___ Given data ___
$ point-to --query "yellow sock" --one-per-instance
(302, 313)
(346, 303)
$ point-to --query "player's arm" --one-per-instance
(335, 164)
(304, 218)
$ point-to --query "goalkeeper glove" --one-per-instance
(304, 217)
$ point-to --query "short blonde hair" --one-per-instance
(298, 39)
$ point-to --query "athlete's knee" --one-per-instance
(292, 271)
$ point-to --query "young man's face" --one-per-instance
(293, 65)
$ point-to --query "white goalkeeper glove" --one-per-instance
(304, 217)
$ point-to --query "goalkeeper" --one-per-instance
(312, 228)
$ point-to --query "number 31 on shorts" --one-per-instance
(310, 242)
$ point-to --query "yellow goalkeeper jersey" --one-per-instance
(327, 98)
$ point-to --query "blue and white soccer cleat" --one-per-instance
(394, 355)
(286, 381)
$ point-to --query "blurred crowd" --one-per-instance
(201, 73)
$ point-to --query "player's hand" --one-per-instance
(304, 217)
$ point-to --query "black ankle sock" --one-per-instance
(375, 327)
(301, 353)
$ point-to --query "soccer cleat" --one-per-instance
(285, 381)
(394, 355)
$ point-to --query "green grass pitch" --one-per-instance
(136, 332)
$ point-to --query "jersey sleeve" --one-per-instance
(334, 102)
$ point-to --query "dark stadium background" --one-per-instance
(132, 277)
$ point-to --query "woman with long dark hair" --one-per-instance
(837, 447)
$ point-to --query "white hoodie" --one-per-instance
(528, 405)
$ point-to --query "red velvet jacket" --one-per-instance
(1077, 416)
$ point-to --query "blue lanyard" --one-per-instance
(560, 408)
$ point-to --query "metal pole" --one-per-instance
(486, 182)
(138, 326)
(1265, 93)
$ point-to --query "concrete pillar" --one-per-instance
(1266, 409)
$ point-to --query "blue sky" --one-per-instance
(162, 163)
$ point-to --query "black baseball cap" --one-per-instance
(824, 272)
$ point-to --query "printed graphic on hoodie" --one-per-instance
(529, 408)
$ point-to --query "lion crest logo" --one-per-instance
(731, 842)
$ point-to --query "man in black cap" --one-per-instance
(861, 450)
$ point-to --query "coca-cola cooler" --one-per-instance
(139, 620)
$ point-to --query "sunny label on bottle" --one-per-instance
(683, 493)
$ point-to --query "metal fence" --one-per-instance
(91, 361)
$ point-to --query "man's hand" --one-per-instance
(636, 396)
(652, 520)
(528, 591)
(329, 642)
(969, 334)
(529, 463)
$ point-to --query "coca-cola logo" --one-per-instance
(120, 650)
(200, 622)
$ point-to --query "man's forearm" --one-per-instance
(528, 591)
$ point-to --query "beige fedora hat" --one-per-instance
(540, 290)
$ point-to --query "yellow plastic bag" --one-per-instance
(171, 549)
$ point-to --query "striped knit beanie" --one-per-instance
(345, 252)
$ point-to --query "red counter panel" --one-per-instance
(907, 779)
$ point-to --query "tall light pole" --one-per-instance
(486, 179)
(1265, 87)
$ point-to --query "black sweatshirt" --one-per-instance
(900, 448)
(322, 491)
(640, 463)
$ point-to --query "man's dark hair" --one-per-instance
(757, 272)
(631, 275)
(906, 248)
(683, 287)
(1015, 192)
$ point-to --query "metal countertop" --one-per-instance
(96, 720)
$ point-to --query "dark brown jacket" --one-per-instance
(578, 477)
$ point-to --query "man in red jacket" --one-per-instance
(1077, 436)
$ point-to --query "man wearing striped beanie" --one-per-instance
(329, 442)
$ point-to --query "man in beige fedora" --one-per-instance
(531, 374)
___
**Task directions**
Rewrite all of the material above, with "football boot" in place of each "soccer cleat" and everything else left the same.

**The solution**
$ point-to --query "yellow sock" --one-per-instance
(302, 313)
(346, 303)
$ point-to --query "player's arm" --one-per-instance
(335, 164)
(304, 218)
$ point-to --query "goalkeeper glove" --one-per-instance
(304, 217)
$ point-to --query "short blonde hair" --one-per-instance
(298, 39)
$ point-to --query "athlete's knee" --one-per-instance
(292, 271)
$ point-to --query "young man's face" --one-per-instance
(293, 65)
$ point-to --query "white goalkeeper glove" --one-per-instance
(304, 217)
$ point-to --query "goalkeeper" --one-per-instance
(312, 228)
$ point-to --query "number 31 on shorts" --one-per-instance
(310, 242)
$ point-to --query "yellow goalkeeper jersey" --one-per-instance
(327, 98)
$ point-to --query "blue and white football boot" --one-per-instance
(394, 355)
(286, 381)
$ point-to --query "blurred crowd" --one-per-instance
(201, 73)
$ point-to --query "player's hand" --one-per-instance
(304, 217)
$ point-to --query "black ankle sock" --one-per-instance
(375, 327)
(301, 353)
$ point-to --query "football boot" --one-per-instance
(285, 381)
(394, 355)
$ point-to --query "green grass pitch" --one-per-instance
(136, 332)
$ point-to --query "jersey sleeve" --one-per-instance
(334, 102)
$ point-to --query "dark stadium background" --one-per-instance
(132, 277)
$ point-to --query "woman with long dark hair" --one-per-instance
(837, 447)
$ point-to --query "white hoodie" --one-per-instance
(528, 405)
$ point-to --query "red velvet jacket" --one-per-instance
(1077, 416)
$ point-to --query "blue lanyard" --one-per-instance
(560, 408)
$ point-to --query "metal pole" --one-per-instance
(486, 182)
(138, 326)
(1265, 93)
$ point-to --query "concrete pillar" --one-per-instance
(1266, 409)
$ point-to --query "blue sky" --one-per-instance
(162, 163)
$ point-to --query "black baseball cap" --one-per-instance
(824, 272)
$ point-to --query "printed graphic on hoodie" --one-per-instance
(529, 408)
$ point-to --query "lion crest logo" --one-per-instance
(731, 842)
$ point-to --query "man in black cap" --one-per-instance
(861, 450)
$ point-to --query "coca-cola cooler" --one-per-instance
(139, 620)
$ point-to --query "sunny label on bottle" --one-per-instance
(683, 493)
$ point-to --query "metal fence" --one-per-instance
(91, 361)
$ point-to --query "man's hand" --one-per-instance
(636, 396)
(652, 520)
(528, 591)
(329, 642)
(969, 334)
(529, 463)
$ point-to --query "coca-cola logo" --one-per-instance
(120, 650)
(200, 622)
$ point-to --query "man's forearm" --one-per-instance
(528, 591)
$ point-to --query "beige fedora hat" --one-per-instance
(540, 290)
$ point-to --query "yellow plastic bag" --one-per-instance
(171, 549)
$ point-to --query "striped knit beanie" --one-per-instance
(345, 252)
$ point-to --query "red counter panel" --one-per-instance
(907, 779)
$ point-to --query "tall light pole" --one-per-instance
(486, 179)
(1265, 87)
$ point-to --query "black sweatshirt" --one-per-instance
(900, 448)
(322, 491)
(640, 463)
$ point-to --query "man's dark hair" --one-per-instance
(757, 272)
(631, 275)
(906, 248)
(683, 287)
(1015, 192)
$ point-to --query "metal countertop" --one-per-instance
(96, 720)
$ point-to --query "dark brown jacket" --one-per-instance
(578, 477)
$ point-to --query "man in red jacket" --one-per-instance
(1077, 436)
$ point-to --query "man wearing striped beanie" --one-per-instance
(329, 442)
$ point-to --query "man in beige fedora" --one-per-instance
(531, 374)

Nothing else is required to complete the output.